━━━━━ Records for the exercise

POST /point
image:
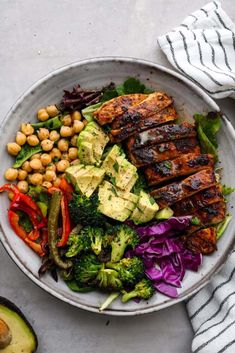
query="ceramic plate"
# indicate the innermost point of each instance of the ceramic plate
(94, 73)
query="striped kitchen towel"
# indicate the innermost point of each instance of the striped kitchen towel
(203, 49)
(212, 313)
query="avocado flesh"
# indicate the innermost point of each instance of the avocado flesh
(24, 339)
(145, 210)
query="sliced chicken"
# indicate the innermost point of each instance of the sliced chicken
(208, 216)
(162, 151)
(199, 200)
(203, 241)
(115, 107)
(177, 191)
(151, 105)
(162, 134)
(142, 123)
(184, 165)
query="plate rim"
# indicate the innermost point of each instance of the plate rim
(47, 287)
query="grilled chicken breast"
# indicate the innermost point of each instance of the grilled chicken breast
(177, 191)
(142, 123)
(199, 200)
(117, 106)
(162, 134)
(184, 165)
(151, 105)
(203, 241)
(162, 151)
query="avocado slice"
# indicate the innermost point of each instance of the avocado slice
(16, 333)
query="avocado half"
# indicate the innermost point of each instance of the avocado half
(16, 333)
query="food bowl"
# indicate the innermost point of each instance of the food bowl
(96, 73)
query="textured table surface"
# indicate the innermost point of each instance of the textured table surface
(37, 37)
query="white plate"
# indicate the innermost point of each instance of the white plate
(93, 73)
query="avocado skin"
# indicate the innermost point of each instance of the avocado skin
(11, 306)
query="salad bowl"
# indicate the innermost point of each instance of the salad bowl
(96, 73)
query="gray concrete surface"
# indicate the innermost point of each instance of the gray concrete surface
(35, 38)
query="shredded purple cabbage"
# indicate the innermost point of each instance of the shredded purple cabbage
(164, 255)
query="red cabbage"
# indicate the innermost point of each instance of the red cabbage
(164, 255)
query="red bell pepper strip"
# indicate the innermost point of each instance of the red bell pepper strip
(14, 222)
(66, 221)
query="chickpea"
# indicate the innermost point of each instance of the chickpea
(78, 126)
(47, 184)
(36, 179)
(55, 153)
(54, 135)
(76, 116)
(65, 131)
(27, 129)
(57, 182)
(43, 115)
(22, 174)
(50, 175)
(13, 148)
(43, 133)
(32, 140)
(63, 145)
(47, 145)
(74, 140)
(35, 156)
(73, 153)
(75, 162)
(45, 159)
(11, 174)
(36, 164)
(52, 110)
(23, 186)
(85, 122)
(20, 138)
(67, 120)
(51, 166)
(62, 165)
(11, 195)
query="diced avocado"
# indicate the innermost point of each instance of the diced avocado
(165, 213)
(91, 143)
(85, 178)
(145, 210)
(16, 333)
(109, 163)
(113, 204)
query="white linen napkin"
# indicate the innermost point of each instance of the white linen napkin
(202, 48)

━━━━━━━━━━

▸ What you should do
Write the listing above out again exactly, dropping each image.

▸ Answer to the exercise
POST /point
image:
query="ceramic plate"
# indicate the innermost point of each instance of the ceramic plate
(94, 73)
query="striped kitchen towel"
# indicate the innermost point of each instance of the striped kitchen towel
(203, 49)
(212, 313)
query="avocado flesh"
# indicate the innermost point of each instance of the avocado flesh
(24, 339)
(145, 210)
query="sliced chicken"
# indicate the innermost point of each instance of the sliced chicken
(208, 216)
(162, 151)
(199, 200)
(203, 241)
(115, 107)
(177, 191)
(151, 105)
(162, 134)
(142, 123)
(184, 165)
query="plate rim"
# indicate the innermost point of each instance of the plate rim
(47, 287)
query="grilled chicken breast"
# indicate the innermost point of each instance of the grilled chicken breast
(177, 191)
(142, 123)
(199, 200)
(117, 106)
(162, 134)
(184, 165)
(151, 105)
(203, 241)
(162, 151)
query="avocado slice"
# indicate the innermost point of each instance of the avocado slice
(16, 333)
query="avocado half"
# indicate the innermost point of each instance of the avocado half
(16, 333)
query="food bowl"
# indicate the innermost point of each instance of the food bowl
(96, 73)
query="textured table surface"
# indicate the innermost point of each instance of the textured table surface
(37, 37)
query="white plate"
# indicate the innermost point of each instance of the white plate
(93, 73)
query="avocado skin"
# indicate the innermost point of each instance of the avocado skin
(11, 306)
query="salad bowl"
# indicate the innermost point of each instance of the salad bowl
(96, 73)
query="gray concrete surface"
# indicate the innermost point of each instance of the gray concrete surface
(35, 38)
query="shredded purple cabbage"
# indicate the innermost point of each instance of the shredded purple cabbage
(164, 255)
query="red cabbage"
# indicate the innermost point of each instance of the red cabbage
(164, 255)
query="red bell pepper strip"
# indicate the innermost point of each instance of the red bell pepper strip
(14, 222)
(66, 221)
query="chickpea"
# indicate the innermost point of each instance of the chickpea
(78, 126)
(47, 184)
(36, 179)
(55, 153)
(54, 135)
(76, 116)
(65, 131)
(27, 129)
(57, 182)
(43, 115)
(22, 174)
(50, 175)
(13, 148)
(43, 133)
(32, 140)
(63, 145)
(47, 145)
(74, 140)
(35, 156)
(73, 153)
(75, 162)
(45, 159)
(11, 174)
(36, 164)
(52, 110)
(23, 186)
(85, 122)
(20, 138)
(67, 120)
(51, 166)
(62, 165)
(11, 195)
query="diced avocado"
# indicate the innermost point of each instance of the diced avocado
(165, 213)
(91, 143)
(85, 178)
(145, 210)
(16, 333)
(109, 163)
(113, 204)
query="white linen napkin"
# indicate the innermost point of each instance of the white linen napkin
(202, 48)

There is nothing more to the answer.